▸ **TO DO**
From top to bottom, return the records that follow exactly.
START DATA RECORDS
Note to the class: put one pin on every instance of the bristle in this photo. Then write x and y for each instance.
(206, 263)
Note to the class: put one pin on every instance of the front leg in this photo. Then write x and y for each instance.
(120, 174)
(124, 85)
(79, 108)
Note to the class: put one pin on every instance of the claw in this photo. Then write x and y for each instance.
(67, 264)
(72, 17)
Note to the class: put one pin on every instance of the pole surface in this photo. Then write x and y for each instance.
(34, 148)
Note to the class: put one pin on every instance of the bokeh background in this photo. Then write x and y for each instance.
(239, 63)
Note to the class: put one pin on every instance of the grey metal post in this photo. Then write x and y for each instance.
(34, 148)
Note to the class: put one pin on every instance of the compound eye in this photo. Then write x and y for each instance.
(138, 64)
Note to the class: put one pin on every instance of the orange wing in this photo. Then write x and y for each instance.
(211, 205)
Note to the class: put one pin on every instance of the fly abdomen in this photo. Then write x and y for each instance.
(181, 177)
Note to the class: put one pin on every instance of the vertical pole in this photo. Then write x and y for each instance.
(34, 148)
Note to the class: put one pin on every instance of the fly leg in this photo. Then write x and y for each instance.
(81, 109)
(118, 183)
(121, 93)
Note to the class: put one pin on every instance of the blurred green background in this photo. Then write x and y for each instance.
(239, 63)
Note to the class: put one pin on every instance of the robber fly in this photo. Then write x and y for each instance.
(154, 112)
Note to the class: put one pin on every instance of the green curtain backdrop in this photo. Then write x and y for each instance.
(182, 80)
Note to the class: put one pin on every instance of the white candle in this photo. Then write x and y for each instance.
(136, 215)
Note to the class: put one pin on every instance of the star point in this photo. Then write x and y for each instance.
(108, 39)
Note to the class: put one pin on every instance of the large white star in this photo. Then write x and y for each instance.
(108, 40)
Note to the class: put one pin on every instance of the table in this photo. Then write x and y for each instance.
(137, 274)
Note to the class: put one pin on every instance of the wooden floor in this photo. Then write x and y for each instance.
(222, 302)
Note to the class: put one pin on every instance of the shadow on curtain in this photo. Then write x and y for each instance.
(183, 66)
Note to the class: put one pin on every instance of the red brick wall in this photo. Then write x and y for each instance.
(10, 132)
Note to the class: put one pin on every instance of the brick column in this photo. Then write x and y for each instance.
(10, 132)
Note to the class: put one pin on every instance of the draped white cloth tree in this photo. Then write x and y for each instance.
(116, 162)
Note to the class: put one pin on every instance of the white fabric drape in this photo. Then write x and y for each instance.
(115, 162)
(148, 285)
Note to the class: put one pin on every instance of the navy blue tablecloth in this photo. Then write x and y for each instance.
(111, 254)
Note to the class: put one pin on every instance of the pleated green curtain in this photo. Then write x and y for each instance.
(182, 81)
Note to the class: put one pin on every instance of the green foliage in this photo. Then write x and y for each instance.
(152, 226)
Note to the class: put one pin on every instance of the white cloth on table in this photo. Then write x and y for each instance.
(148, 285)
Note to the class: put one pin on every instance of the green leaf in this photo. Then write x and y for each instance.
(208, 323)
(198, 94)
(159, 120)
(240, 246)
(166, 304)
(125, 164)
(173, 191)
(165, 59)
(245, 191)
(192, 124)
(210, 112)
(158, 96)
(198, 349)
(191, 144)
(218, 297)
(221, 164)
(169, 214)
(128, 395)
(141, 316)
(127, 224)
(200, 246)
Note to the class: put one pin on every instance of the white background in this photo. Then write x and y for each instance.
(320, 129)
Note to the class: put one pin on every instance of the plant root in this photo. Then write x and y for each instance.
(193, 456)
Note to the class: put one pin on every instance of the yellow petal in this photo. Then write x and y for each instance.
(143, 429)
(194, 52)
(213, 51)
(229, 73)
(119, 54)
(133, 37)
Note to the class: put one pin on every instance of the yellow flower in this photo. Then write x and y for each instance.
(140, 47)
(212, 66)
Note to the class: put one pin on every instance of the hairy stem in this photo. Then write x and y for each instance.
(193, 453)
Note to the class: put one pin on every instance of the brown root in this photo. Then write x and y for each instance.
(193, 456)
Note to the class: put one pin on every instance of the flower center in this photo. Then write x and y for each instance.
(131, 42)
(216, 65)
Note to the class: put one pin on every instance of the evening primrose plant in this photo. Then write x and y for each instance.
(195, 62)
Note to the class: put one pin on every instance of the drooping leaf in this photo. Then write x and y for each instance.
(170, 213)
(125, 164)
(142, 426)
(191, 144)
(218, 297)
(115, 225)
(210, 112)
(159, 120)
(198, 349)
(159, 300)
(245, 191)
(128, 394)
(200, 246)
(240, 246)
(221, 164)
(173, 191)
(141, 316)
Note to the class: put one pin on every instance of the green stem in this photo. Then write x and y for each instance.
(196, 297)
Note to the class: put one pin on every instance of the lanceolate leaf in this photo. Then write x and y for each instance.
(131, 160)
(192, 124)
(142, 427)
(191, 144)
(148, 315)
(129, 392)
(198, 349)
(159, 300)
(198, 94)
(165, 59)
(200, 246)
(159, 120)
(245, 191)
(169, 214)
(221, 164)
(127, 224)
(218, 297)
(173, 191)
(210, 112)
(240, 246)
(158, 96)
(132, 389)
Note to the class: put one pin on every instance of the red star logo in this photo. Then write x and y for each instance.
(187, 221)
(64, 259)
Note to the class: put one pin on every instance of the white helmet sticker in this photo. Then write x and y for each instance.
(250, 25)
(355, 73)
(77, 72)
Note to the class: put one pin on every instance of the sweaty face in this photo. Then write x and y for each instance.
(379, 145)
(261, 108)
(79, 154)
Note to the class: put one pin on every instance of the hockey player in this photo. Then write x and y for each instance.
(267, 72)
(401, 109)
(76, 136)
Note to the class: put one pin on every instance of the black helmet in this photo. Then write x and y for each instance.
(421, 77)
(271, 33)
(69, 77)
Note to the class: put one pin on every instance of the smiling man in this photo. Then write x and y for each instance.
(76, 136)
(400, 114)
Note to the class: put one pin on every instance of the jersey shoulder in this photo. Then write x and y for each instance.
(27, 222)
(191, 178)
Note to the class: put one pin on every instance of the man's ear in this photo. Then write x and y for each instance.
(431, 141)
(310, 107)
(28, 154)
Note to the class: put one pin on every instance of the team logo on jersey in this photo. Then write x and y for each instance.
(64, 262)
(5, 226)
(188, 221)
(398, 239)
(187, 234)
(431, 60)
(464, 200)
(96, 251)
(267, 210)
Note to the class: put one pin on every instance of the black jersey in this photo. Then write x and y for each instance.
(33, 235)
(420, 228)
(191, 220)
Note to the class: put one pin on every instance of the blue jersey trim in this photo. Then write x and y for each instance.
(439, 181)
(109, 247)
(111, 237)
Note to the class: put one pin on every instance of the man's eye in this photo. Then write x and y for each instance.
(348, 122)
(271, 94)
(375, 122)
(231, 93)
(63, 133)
END DATA RECORDS
▸ **EXPECTED OUTPUT**
Note to the class: put one pin on every instance of the bristle in this photo. Then write x and y for each instance.
(206, 263)
Note to the class: put one pin on every instance of the front leg in this photo. Then write x and y for each instance.
(120, 174)
(124, 85)
(79, 108)
Note to the class: put one pin on every instance of the claw in this photo. Then write x and y for each instance.
(67, 264)
(72, 17)
Note to the class: put one pin on every instance of the pole surface in this photo. Then write x and y for each instance.
(34, 148)
Note to the class: put one pin on every instance of the bokeh background in this photo. Then write x and y for each instance.
(239, 63)
Note to the class: put one pin on every instance of the grey metal post in this photo. Then write x and y for each instance.
(34, 148)
Note to the class: put one pin on every instance of the compound eye in this photo. Then write x and y for each instance.
(138, 64)
Note to the class: put one pin on every instance of the orange wing in this photo. Then write x and y for each instance.
(211, 205)
Note to the class: put one pin on every instance of the fly abdomen in this photo. Then write x and y for each instance.
(181, 177)
Note to the class: put one pin on every instance of the vertical pole in this photo. Then write x and y for each instance.
(34, 148)
Note to the class: put one pin on every instance of the fly leg in this photo. Then write x and y for each instance.
(81, 109)
(118, 183)
(121, 93)
Note to the class: put one pin on every instance of the blurred green background in this photo. Then write x and y for each instance.
(239, 63)
Note to the class: put one pin on every instance of the robber fly in this photo. Then write x and y for each instance.
(154, 112)
Note to the class: put one pin on every instance of the green curtain backdrop in this photo. Then write x and y for each instance.
(182, 80)
Note to the class: put one pin on every instance of the white candle in this photo. Then write x and y for each instance.
(136, 215)
Note to the class: put one pin on every instance of the star point in this photo. Then write x and y for each instance.
(108, 39)
Note to the class: put one pin on every instance of the large white star in this photo. Then write x and y for each instance.
(108, 40)
Note to the class: put one pin on every instance of the table in this photo. Then write x and y for each instance.
(137, 274)
Note to the class: put one pin on every instance of the wooden floor in this photo. Then write x and y for each instance.
(222, 302)
Note to the class: put one pin on every instance of the shadow on curtain in this photo. Then write x and y for each instance.
(183, 66)
Note to the class: put one pin on every instance of the red brick wall in this photo. Then write x and y for each instance.
(10, 132)
Note to the class: put one pin on every instance of the brick column in this photo. Then write x and y for each instance.
(10, 132)
Note to the class: put one pin on every instance of the draped white cloth tree in this photo. Then write x and y for each instance.
(116, 162)
Note to the class: put one pin on every instance of the white fabric drape in this photo. Then write x and y for each instance.
(115, 162)
(148, 285)
Note to the class: put one pin on every instance of the navy blue tablecloth in this photo. Then write x and y for each instance.
(111, 254)
Note to the class: put one pin on every instance of the pleated green curtain in this photo. Then write x and y for each instance.
(182, 81)
Note to the class: put one pin on every instance of the green foliage in this photo. Then write x and y for each instance.
(152, 226)
Note to the class: put one pin on every instance of the white cloth on table in this photo. Then write x and y for each instance.
(148, 285)
Note to the class: put one pin on every instance of the green leaf in this photo. Then write x and y for each instance.
(208, 323)
(198, 94)
(159, 120)
(240, 246)
(166, 304)
(125, 164)
(173, 191)
(165, 59)
(245, 191)
(192, 124)
(210, 112)
(158, 96)
(198, 349)
(191, 144)
(218, 297)
(221, 164)
(169, 214)
(128, 395)
(141, 316)
(127, 224)
(200, 246)
Note to the class: put one pin on every instance of the white background in this photo. Then write x and y for each instance.
(320, 129)
Note to the class: put one pin on every instance of the plant root in this photo. Then write x and y for each instance.
(193, 456)
Note to the class: put one pin on every instance of the yellow petal in this photo. Then write x and y for each instance.
(143, 429)
(194, 52)
(213, 51)
(229, 73)
(119, 54)
(133, 37)
Note to the class: put one pin on every instance of the yellow flower in this photo. Then write x and y for each instance.
(140, 47)
(212, 66)
Note to the class: put one pin on every instance of the hairy stem in this photo. Then write x and y for each instance.
(193, 453)
Note to the class: put one pin on every instance of the brown root in this photo. Then write x and y for each instance.
(193, 456)
Note to the class: put one pin on every instance of the flower center in this photo. Then write x and y for each instance.
(131, 42)
(216, 65)
Note to the class: put one pin on every instance of the evening primrose plant in this photo. Then write x and y for each instance.
(195, 62)
Note to the class: put one pin on every instance of the drooping leaf in this photo. Then write x and y for each instance.
(170, 213)
(125, 164)
(142, 426)
(191, 144)
(218, 297)
(115, 225)
(210, 112)
(159, 120)
(198, 349)
(159, 300)
(245, 191)
(128, 394)
(200, 246)
(240, 246)
(221, 164)
(173, 191)
(141, 316)
Note to the class: put one pin on every instance of the green stem in this photo. Then write x and y for each instance.
(196, 297)
Note to the class: put one pin on every instance of the lanceolate leaf in this photo. Then write x and y for each instance.
(131, 160)
(192, 124)
(142, 427)
(191, 144)
(148, 315)
(129, 392)
(198, 349)
(159, 300)
(198, 94)
(165, 59)
(200, 246)
(159, 120)
(245, 191)
(169, 214)
(221, 164)
(127, 224)
(218, 297)
(173, 191)
(210, 112)
(240, 246)
(158, 96)
(132, 389)
Note to the class: put one pin on every instance of the red star logo in this photo. Then write x and y for each instance.
(187, 221)
(64, 259)
Note to the class: put one pin on every instance of the white helmet sticker in this photo. Then write x and y for each instance.
(250, 25)
(355, 73)
(77, 72)
Note to the class: put one pin on every instance of the sweaty face in this photo. Then write x and y for each instance.
(379, 145)
(261, 108)
(79, 154)
Note to the class: put one pin on every instance of the hockey player in this photo. Then write x and y for each instance.
(267, 72)
(401, 109)
(76, 136)
Note to the class: put one pin on every instance of the black helmet in this photo. Then write x and y for each instance.
(421, 77)
(271, 33)
(69, 77)
Note to the class: put one pin on every instance of the smiling man in this photo. Then write x and y for each instance.
(76, 136)
(400, 114)
Note to the class: put one pin on every instance of the jersey shoulder in this photo. Then write x and y for each instance.
(27, 222)
(191, 178)
Note to the class: put one pin on every instance of the man's ear in this photo. Then write x and y for each instance.
(431, 141)
(310, 107)
(28, 154)
Note to the class: put one pin on every instance of the team logo on jersey in this photo. Then write x and y for each instance.
(64, 262)
(5, 226)
(188, 221)
(398, 239)
(187, 234)
(431, 60)
(464, 200)
(96, 251)
(267, 210)
Note to the class: put one pin on every instance of the black jersey in this photo. Then write x and y for each instance.
(33, 235)
(420, 228)
(191, 220)
Note to the class: put one pin on every instance of the blue jersey trim in this photo. Then write x and y for each instance.
(439, 181)
(109, 247)
(111, 237)
Note to the class: put one pin on every instance of the man's eye in this photo. Then write x and y for each instance.
(348, 122)
(271, 94)
(375, 122)
(231, 93)
(63, 133)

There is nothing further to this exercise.